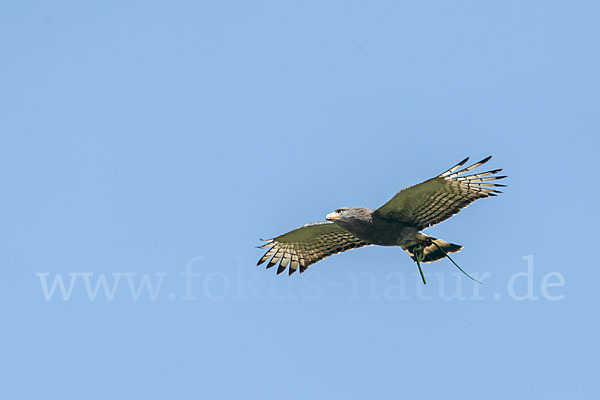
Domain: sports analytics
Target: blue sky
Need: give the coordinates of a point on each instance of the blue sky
(141, 140)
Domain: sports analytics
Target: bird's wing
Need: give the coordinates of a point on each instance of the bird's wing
(439, 198)
(307, 245)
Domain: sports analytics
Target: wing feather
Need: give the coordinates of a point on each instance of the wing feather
(439, 198)
(308, 244)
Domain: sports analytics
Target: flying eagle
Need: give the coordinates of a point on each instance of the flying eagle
(398, 222)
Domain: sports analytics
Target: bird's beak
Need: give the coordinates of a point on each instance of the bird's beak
(332, 216)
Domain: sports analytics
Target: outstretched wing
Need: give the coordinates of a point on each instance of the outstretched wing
(439, 198)
(307, 245)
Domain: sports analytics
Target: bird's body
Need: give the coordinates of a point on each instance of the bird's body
(373, 229)
(399, 222)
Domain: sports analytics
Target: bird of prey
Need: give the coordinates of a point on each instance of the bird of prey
(398, 222)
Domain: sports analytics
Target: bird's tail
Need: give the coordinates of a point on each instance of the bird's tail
(433, 249)
(425, 248)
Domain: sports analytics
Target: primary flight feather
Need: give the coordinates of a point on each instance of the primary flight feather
(397, 223)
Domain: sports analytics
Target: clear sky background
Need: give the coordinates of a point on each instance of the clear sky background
(139, 137)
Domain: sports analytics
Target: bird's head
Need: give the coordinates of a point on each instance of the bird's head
(349, 215)
(337, 214)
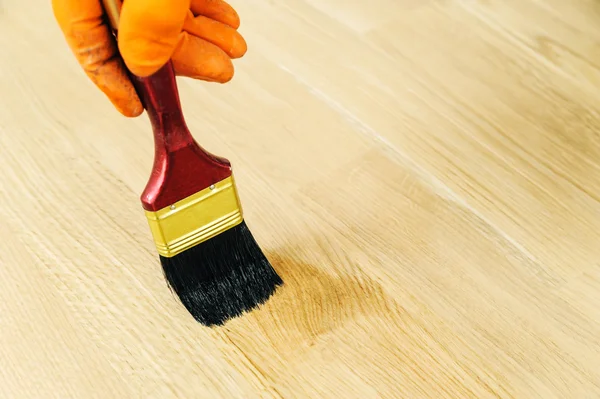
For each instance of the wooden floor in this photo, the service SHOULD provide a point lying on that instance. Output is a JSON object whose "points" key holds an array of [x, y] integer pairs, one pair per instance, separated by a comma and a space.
{"points": [[424, 175]]}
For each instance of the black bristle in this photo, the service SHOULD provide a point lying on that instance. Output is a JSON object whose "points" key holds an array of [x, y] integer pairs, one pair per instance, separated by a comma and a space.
{"points": [[223, 277]]}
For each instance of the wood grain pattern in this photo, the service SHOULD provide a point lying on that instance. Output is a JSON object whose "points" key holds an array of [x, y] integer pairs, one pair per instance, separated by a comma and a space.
{"points": [[425, 176]]}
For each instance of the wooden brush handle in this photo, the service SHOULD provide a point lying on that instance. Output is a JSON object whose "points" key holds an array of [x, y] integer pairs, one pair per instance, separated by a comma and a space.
{"points": [[181, 167]]}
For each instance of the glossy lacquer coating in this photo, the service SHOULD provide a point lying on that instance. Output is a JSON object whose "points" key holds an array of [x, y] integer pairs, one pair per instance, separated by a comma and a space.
{"points": [[181, 167]]}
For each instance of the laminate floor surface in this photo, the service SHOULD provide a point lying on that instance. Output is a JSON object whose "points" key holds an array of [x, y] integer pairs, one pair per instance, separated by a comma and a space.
{"points": [[424, 175]]}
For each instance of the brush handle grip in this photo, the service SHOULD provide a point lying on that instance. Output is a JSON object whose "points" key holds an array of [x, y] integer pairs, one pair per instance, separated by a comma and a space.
{"points": [[160, 98], [181, 167]]}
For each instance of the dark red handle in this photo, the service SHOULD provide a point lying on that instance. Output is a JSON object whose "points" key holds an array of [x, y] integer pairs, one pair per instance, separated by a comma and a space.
{"points": [[181, 167], [160, 97]]}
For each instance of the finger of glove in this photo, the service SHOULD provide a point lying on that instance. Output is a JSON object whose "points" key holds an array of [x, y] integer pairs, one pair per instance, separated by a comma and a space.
{"points": [[219, 34], [149, 32], [92, 43], [198, 59], [217, 10]]}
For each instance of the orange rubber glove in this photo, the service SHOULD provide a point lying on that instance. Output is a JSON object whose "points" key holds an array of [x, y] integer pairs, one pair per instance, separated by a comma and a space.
{"points": [[199, 36]]}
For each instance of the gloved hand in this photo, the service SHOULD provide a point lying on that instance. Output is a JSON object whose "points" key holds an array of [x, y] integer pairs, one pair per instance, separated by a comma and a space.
{"points": [[199, 36]]}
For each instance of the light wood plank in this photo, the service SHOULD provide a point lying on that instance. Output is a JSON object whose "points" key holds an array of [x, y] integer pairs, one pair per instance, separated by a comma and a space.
{"points": [[424, 175]]}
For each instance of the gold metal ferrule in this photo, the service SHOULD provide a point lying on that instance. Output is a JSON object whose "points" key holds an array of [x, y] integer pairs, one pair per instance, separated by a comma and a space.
{"points": [[196, 219]]}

+===+

- Task to carry out
For each line above, output its wording exactly and leave out any picture.

- Response
Domain: sports analytics
Target: blue sky
Need: give the coordinates of a point on each instance of the blue sky
(141, 140)
Domain: sports analytics
Target: bird's wing
Need: give the coordinates of a point on each instance of the bird's wing
(439, 198)
(307, 245)
Domain: sports analytics
Target: wing feather
Need: give the coordinates of a point on each instance of the wing feather
(439, 198)
(308, 244)
Domain: sports analytics
Target: flying eagle
Need: give the coordinates of a point on each instance of the flying eagle
(398, 222)
Domain: sports analytics
Target: bird's beak
Need: give the coordinates of a point on each instance of the bird's beak
(332, 216)
Domain: sports analytics
Target: outstretched wing
Need: give the coordinates of a point on each instance of the outstretched wing
(439, 198)
(307, 245)
Domain: sports analytics
Target: bird's body
Need: give the coordinates of a point on each instance of the bird's body
(373, 229)
(399, 222)
Domain: sports analytics
Target: bird of prey
Need: give the coordinates of a point on each instance of the bird of prey
(398, 222)
Domain: sports analytics
Target: bird's tail
Need: give the coordinates of a point on each instance of the bird's tail
(433, 249)
(425, 248)
Domain: sports analytics
Target: primary flight feather
Need: give the coordinates of a point on each instance of the primary flight feather
(397, 223)
Domain: sports analytics
Target: clear sky background
Need: give the coordinates of a point on each instance of the clear sky background
(139, 137)
Domain: sports analytics
Target: bird's head
Need: give the coordinates of a point on each instance of the bird's head
(349, 215)
(337, 214)
For each instance of the wooden floor in this photo, the service SHOULD provide a point lying on that instance. Output is a JSON object whose "points" key holds an array of [x, y] integer pairs, one pair per instance, separated by a comma and a space.
{"points": [[424, 175]]}
For each instance of the black bristle in this photo, the service SHOULD provide a point lying on that instance. Output is a JSON object whose "points" key holds an array of [x, y] integer pairs, one pair per instance, separated by a comma and a space.
{"points": [[223, 277]]}
For each instance of the wood grain pattern in this photo, the service SHOULD provide a point lying on that instance. Output is a JSON object whose "points" key holds an array of [x, y] integer pairs, one pair per instance, separated by a comma and a space.
{"points": [[425, 176]]}
For each instance of the wooden brush handle in this photo, the service SHOULD provide a point lying on that instance. Output is a JSON object whose "points" key holds an array of [x, y] integer pairs, one pair per instance, separated by a comma and a space.
{"points": [[181, 167]]}
For each instance of the glossy lacquer coating in this photo, the service SHOULD provide a point lying on that instance. Output is a JSON object whose "points" key holds an array of [x, y] integer pairs, one pair per instance, separated by a comma and a space.
{"points": [[181, 167]]}
For each instance of the laminate floor surface in this photo, the service SHOULD provide a point lying on that instance. Output is a JSON object whose "points" key holds an array of [x, y] integer pairs, one pair per instance, separated by a comma and a space.
{"points": [[424, 175]]}
For each instance of the brush handle grip in this photo, the service SHOULD provide a point lying on that instance. Output is a JSON object whose "points" key holds an array of [x, y] integer pairs, one pair per instance, separated by a comma and a space.
{"points": [[160, 98], [181, 167]]}
For each instance of the dark red handle in this photo, the service SHOULD provide a point lying on that instance. Output is a JSON object whose "points" key holds an array of [x, y] integer pairs, one pair per instance, separated by a comma and a space.
{"points": [[181, 167], [160, 97]]}
For each instance of the finger of glove in this photo, the service SHOULD provide a point lying on that instance. Output is a JSON object whose "points" key holds an array of [x, y] integer pairs, one pair per instance, separated by a comma and a space.
{"points": [[219, 34], [149, 32], [92, 43], [198, 59], [217, 10]]}
For each instance of the orange rubber glove in this photo, the service SHOULD provide a point lying on that instance. Output is a JSON object whose "points" key holds an array of [x, y] integer pairs, one pair per instance, separated by a comma and a space.
{"points": [[199, 36]]}
For each instance of the gloved hand in this photo, the service SHOULD provide a point lying on that instance. Output is a JSON object whose "points" key holds an array of [x, y] integer pairs, one pair per instance, separated by a comma and a space.
{"points": [[199, 36]]}
For each instance of the light wood plank in this photo, the service SHOULD provide a point lying on that instance. Output is a JSON object whose "points" key holds an array of [x, y] integer pairs, one pair per instance, separated by a comma and a space.
{"points": [[424, 175]]}
For each instance of the gold metal ferrule in this photo, the service SHOULD provide a point lying on that instance. Output is a JSON object whose "points" key holds an array of [x, y] integer pairs, one pair per instance, separated by a comma and a space.
{"points": [[196, 219]]}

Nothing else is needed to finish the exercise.